## Document segment

━━━━━━━━━━

Then the great struggle begins. The Hostel is set on fire; but the fire is
quenched with wine or any liquids that art in it. Conary and his people sally
forth - hundreds are slain, and the reavers, for the moment, are routed. But
Conary, who has done prodigies of fighting, is athirst and can do no more till
he gets water. The reavers by advice of their wizards have cut off the river
Dodder, which flowed through the Hostel, and all the liquids in the house had
been spilt on the fires.
The king, who is
perishing of thirst, asks mac Cecht to procure him a drink, and mac Cecht turns
to Conall and asks him whether he will get the drink for the king or stay to
protect him while mac Cecht does it. "Leave the defence of the king to
us," says Conall, "and go thou to seek the drink, for of thee it is
demanded." Mac Cecht then, taking Conary's golden cup, rushes forth,
bursting through the surrounding host, and goes to seek for water. Then Conall,
and Cormac of Ulster, and the other champions, issue forth in turn, slaying
multitudes of the enemy; some return wounded and weary to the little band in
the Hostel, while others cut their way through the ring of foes. Conall,
Sencha, and Duftach stand by Conary till the end; but mac Cecht is long in
returning, Conary perishes of thirst, and the three heroes then fight their way
out and escape, "wounded, broken, and maimed."
Meantime mac Cecht has
rushed over Ireland in frantic search for the water. But the Fairy Folk, who
are here manifestly elemental powers controlling the forces of nature, have
sealed all the sources against them. He tries the Well of Kesair in Wicklow in
vain; he goes to the great rivers, Shannon and Slayney, Bann and Barrow - they
all hide away at his approach; the lakes deny him also; at last he finds a
lake, Loch Gara in Roscommon, which failed to hide itself in time, and thereat
he fills his cup. In the morning he returned to the Hostel with the precious
and hard-won draught, but found the defenders all dead or fled, and two of the
reavers in the act of striking off the head of Conary. Mac Cecht struck off the
head of one of them, and hurled a huge pillar stone after the other, who was
escaping with Conary's head. The reaver fell dead on the spot, and mac Cecht,
taking up his master's head, poured the water into its mouth. Thereupon the head
spoke, and praised and thanked him for the deed.

━━━━━━━━━━

Point-per-instance location data:
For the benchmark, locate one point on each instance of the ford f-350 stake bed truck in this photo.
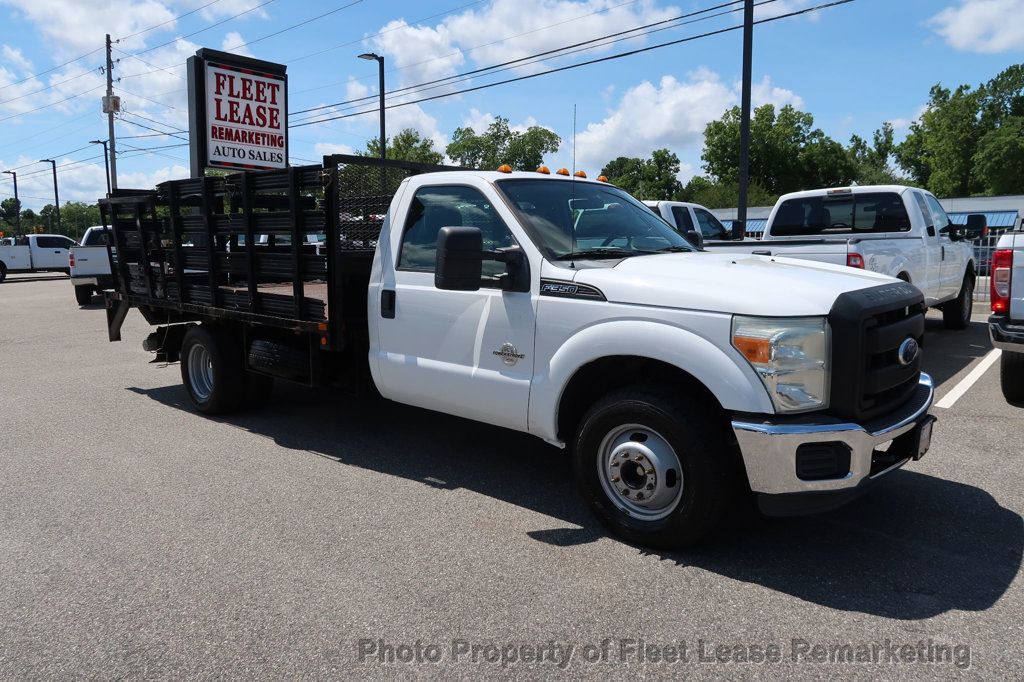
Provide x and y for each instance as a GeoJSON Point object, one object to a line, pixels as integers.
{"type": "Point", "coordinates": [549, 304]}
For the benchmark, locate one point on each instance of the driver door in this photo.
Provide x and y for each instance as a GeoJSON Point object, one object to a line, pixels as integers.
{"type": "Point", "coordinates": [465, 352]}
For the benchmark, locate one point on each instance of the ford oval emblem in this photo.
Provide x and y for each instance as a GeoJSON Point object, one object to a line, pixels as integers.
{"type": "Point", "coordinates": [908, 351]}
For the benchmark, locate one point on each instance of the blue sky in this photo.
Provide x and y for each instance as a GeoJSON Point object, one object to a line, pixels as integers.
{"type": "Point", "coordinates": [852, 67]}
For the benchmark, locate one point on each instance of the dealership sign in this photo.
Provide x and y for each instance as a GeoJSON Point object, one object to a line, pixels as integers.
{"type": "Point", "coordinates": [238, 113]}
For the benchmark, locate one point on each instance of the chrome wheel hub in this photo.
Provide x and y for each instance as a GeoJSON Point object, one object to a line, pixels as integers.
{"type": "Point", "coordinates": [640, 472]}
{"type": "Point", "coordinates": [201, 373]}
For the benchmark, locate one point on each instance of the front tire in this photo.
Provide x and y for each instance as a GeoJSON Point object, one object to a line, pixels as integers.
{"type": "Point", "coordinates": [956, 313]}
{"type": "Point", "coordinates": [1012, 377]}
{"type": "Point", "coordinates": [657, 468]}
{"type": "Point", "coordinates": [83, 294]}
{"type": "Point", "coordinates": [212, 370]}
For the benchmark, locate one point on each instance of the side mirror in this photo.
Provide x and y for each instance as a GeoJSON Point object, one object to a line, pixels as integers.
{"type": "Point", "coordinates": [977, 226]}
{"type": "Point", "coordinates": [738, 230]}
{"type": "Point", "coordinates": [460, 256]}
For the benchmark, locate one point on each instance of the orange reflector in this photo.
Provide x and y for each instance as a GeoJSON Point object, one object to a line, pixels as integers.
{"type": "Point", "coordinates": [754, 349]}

━━━━━━━━━━

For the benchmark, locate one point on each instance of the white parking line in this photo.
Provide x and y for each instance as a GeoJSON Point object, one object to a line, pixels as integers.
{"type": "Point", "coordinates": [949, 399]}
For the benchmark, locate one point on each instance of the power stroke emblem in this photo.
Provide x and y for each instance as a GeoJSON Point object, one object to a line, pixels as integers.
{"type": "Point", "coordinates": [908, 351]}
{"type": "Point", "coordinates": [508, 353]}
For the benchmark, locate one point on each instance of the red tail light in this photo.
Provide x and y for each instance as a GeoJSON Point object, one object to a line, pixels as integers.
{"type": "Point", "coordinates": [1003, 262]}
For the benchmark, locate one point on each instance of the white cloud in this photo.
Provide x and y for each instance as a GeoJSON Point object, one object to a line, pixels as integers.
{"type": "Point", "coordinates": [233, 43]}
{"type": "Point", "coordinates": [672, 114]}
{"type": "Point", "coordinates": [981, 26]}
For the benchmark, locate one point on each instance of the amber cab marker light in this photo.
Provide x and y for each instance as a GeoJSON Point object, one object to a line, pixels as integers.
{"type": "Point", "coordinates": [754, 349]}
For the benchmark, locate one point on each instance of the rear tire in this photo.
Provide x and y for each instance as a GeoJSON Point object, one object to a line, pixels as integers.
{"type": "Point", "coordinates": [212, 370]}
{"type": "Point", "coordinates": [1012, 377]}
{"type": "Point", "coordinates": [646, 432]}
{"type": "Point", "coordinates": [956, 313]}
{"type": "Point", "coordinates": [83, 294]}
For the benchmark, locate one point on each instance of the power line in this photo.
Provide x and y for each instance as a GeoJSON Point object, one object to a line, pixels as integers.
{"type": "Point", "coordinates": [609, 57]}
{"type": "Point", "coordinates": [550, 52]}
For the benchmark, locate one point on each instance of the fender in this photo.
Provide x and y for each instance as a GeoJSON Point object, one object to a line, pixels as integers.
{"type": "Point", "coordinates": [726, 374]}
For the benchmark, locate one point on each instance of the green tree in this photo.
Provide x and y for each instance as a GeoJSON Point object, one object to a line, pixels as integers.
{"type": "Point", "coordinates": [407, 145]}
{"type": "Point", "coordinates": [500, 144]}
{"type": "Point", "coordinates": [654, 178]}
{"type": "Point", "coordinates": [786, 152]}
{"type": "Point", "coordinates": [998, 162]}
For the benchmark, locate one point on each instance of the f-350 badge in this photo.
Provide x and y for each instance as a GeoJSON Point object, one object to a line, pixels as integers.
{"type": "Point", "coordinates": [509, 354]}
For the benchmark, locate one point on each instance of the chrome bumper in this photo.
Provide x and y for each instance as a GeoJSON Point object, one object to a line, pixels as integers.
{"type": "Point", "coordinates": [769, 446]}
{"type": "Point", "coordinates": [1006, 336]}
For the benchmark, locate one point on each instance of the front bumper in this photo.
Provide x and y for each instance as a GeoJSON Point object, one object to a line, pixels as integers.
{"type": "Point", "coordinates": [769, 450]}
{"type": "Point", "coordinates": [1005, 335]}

━━━━━━━━━━

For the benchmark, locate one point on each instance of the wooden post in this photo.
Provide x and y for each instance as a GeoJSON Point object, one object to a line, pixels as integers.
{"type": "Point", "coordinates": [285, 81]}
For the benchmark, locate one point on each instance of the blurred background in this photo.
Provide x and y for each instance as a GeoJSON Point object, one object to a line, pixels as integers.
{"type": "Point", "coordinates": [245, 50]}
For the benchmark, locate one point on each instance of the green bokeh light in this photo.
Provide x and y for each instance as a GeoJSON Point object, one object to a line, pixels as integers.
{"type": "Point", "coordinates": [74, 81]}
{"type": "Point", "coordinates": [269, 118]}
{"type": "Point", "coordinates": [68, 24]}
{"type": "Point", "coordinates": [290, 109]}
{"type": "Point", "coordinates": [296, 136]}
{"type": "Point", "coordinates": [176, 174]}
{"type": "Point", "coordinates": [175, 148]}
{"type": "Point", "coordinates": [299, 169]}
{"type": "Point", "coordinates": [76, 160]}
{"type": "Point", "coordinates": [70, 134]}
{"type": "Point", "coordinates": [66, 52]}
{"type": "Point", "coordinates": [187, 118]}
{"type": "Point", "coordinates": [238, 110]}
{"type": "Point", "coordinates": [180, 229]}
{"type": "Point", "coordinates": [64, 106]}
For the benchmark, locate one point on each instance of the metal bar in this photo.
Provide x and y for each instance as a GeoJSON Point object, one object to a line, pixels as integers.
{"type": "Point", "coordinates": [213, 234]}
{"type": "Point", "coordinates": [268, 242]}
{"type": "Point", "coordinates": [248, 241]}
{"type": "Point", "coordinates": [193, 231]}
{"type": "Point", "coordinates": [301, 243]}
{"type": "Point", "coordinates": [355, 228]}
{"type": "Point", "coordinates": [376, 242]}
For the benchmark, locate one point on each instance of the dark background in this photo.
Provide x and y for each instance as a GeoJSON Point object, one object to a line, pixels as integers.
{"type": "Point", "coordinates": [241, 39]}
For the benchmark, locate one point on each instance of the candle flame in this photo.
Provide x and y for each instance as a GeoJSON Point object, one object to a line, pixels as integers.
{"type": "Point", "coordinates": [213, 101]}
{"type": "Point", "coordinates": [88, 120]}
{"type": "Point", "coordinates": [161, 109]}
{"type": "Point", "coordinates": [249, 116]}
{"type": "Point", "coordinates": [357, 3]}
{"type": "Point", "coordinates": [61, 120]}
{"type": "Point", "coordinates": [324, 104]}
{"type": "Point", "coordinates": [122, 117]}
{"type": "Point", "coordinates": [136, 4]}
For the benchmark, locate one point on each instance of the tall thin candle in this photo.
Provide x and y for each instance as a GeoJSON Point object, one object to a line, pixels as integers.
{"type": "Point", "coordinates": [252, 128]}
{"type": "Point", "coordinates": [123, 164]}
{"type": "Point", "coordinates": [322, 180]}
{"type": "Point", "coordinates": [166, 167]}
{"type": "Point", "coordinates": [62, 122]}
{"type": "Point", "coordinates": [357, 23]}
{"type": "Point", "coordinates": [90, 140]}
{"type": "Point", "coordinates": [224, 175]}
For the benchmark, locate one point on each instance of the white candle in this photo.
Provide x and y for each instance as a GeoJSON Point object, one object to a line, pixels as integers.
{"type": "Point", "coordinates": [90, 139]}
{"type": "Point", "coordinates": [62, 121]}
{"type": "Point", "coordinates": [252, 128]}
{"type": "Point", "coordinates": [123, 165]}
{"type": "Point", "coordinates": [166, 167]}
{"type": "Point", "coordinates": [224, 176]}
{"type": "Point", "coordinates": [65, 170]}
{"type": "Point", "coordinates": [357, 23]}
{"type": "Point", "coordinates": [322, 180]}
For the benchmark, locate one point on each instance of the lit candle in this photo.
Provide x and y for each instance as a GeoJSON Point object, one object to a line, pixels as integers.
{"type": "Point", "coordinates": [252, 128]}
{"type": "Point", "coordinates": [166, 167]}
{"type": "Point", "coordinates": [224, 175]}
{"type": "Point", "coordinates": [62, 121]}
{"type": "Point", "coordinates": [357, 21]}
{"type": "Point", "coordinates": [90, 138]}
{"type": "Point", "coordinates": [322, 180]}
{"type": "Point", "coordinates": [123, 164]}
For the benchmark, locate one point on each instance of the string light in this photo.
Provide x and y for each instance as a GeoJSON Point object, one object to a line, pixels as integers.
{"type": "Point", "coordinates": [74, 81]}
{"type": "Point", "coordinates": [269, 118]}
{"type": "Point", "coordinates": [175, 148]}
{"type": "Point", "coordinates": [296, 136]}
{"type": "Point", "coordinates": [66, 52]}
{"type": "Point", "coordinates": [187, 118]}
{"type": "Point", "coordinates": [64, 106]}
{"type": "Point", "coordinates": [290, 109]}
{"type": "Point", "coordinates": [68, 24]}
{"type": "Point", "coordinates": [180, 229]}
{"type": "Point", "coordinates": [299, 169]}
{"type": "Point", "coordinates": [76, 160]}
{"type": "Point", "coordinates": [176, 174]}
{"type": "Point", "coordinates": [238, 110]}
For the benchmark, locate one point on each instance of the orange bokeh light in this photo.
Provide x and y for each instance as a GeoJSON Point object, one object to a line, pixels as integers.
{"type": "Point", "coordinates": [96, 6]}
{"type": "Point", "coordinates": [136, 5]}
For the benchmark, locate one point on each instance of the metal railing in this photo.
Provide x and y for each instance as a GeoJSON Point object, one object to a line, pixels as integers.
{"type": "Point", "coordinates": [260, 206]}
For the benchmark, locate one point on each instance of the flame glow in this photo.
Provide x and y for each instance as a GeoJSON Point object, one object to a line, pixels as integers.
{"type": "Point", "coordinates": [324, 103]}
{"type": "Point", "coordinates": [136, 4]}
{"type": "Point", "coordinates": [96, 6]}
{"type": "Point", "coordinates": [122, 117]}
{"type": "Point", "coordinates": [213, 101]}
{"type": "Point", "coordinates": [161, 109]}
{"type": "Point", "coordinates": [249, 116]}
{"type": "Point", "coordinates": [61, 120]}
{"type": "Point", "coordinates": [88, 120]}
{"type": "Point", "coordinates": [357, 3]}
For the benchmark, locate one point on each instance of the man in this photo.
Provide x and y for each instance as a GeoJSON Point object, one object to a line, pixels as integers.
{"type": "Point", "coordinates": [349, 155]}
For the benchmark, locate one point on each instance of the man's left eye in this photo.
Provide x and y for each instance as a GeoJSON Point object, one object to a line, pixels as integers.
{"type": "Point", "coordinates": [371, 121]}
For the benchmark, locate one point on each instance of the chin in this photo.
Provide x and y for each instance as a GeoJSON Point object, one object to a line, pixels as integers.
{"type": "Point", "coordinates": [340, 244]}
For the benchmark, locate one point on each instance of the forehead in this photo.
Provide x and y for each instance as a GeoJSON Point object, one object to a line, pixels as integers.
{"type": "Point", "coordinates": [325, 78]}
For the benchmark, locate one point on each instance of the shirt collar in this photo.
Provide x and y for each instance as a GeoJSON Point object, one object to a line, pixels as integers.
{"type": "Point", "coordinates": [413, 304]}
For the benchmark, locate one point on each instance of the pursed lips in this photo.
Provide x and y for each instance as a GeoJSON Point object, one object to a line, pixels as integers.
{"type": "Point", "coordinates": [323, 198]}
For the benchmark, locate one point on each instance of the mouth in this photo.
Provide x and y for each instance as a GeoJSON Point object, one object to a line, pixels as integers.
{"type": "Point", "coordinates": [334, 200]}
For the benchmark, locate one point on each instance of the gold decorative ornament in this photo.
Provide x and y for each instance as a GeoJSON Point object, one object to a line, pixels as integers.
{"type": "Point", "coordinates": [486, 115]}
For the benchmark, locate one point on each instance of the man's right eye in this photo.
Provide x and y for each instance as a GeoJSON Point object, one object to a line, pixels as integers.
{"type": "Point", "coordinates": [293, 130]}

━━━━━━━━━━

## Questions on the material
1/ From the passage about Conary's death, copy the part that starts at the words "Then the great" and ends after the words "on the fires.", word for word.
2/ List the rivers that, according to the passage about Conary's death, mac Cecht goes to while searching for water.
3/ Based on the passage about Conary's death, answer yes or no to each statement and quote the words that decide it:
(a) Mac Cecht carried Conary's golden cup when he went for water.
(b) Mac Cecht filled his cup at the Well of Kesair.
(c) The fire set on the Hostel was put out with water from the river Dodder.

## Expected results
1/
Then the great struggle begins. The Hostel is set on fire; but the fire is
quenched with wine or any liquids that art in it. Conary and his people sally
forth - hundreds are slain, and the reavers, for the moment, are routed. But
Conary, who has done prodigies of fighting, is athirst and can do no more till
he gets water. The reavers by advice of their wizards have cut off the river
Dodder, which flowed through the Hostel, and all the liquids in the house had
been spilt on the fires.

2/ Shannon, Slayney, Bann, Barrow

3/
(a) Yes: "Mac Cecht then, taking Conary's golden cup, rushes forth"
(b) No: "He tries the Well of Kesair in Wicklow in vain"
(c) No: "the fire is quenched with wine or any liquids that art in it"